Written problem :: According to the data science software skill-building page, what is Power BI most often used to create?

Given text ::
About
Welcome to the EH Nexus Data Science Software Skill Building page. As you advance in your career in environmental public health, you might need to improve your skills with the various software packages used in data science. These skills will help you work more efficiently, communicate more effectively, and gain new information to help improve the health of the populations you serve.
Overview
Data science software helps us identify key areas of concern, glean deep insights, and make data-driven decisions. Public health practitioners and other public health partners can build their data science skills through short courses that focus on specific software.
What's included
Below, you will find a series of self-paced learning modules that CDC personnel are using to learn about the tools they need for effective data analytics and visualization.
Each module starts with a core curriculum, which features foundational courses to help you get started with a specific software platform. Once you know the basics, consider exploring advanced pathways, which provide detailed information for different types of users.
The courses are periodically updated to add new content and to reflect software changes.
Software disclaimer
CDC realizes there are a wide variety of software packages and courses available to public health practitioners. Please check with your agency about availability. Some of the software may require purchase or have use or access restrictions. CDC does not officially endorse any product or course listed here.
Power BI
Power BI is a data visualization and business intelligence (BI) tool. It is most used to create interactive dashboards that automatically refresh to give you real-time information. With this tool you can create analytical predictions and shareable reports for different audiences. Using Power BI, practitioners of all skill levels can create their own visuals, publish content to shared workspaces, and collaborate with their colleagues.
The Power BI Core Curriculum is a series of foundational courses, sourced from vendors, intended to help you learn key concepts and prepare you to use Power BI on your platform.

Extracted records ::

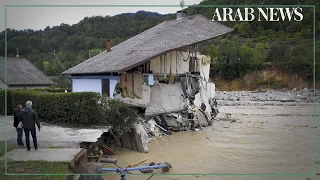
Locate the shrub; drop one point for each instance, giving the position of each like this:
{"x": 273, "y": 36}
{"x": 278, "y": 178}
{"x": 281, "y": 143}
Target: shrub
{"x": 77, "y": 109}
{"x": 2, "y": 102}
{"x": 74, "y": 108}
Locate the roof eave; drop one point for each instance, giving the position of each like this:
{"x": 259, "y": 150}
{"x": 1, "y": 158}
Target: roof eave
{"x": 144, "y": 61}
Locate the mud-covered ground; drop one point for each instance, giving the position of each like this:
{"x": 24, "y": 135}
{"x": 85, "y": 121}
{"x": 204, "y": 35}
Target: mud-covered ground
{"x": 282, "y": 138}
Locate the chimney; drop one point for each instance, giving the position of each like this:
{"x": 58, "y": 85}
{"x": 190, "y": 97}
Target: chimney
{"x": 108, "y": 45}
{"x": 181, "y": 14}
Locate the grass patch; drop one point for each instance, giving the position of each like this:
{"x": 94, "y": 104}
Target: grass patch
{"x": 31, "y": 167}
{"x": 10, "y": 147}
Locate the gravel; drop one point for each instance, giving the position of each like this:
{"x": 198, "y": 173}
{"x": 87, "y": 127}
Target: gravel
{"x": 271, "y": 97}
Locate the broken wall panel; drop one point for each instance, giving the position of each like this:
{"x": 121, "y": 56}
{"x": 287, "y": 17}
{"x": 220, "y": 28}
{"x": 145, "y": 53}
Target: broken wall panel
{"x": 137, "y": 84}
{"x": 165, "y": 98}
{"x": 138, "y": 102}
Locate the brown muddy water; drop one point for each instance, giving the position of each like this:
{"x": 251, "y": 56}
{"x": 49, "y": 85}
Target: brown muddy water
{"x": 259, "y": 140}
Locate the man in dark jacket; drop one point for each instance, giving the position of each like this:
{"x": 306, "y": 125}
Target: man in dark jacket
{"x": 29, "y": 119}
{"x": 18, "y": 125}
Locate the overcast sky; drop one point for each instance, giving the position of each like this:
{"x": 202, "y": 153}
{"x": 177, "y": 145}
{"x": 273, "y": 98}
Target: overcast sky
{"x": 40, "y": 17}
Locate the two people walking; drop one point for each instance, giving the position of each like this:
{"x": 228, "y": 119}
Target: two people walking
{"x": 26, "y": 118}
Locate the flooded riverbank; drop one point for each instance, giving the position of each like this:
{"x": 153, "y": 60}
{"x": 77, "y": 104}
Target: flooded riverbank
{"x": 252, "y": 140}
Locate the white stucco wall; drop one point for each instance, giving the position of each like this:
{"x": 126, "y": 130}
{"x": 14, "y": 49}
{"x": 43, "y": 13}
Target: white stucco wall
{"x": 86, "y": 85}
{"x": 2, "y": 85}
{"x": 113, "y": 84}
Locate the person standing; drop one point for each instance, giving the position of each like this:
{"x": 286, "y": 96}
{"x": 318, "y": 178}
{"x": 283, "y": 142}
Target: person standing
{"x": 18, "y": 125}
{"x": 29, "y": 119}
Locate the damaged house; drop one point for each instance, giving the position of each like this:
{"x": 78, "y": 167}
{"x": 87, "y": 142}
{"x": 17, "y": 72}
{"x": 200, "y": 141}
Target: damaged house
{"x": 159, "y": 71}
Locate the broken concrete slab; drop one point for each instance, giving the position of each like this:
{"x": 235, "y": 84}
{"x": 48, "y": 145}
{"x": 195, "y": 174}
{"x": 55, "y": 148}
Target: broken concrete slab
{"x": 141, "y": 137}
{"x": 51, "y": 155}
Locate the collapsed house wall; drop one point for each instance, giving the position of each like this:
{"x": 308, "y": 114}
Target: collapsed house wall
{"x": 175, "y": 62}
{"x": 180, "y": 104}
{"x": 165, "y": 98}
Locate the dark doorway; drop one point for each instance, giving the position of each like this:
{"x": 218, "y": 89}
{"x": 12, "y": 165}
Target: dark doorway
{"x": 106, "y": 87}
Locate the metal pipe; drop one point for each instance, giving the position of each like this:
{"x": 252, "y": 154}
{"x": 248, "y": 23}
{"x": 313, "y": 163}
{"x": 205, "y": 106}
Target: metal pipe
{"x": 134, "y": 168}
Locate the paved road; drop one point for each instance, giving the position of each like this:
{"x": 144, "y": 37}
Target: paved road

Result of this exercise :: Interactive dashboards that automatically refresh to give real-time information.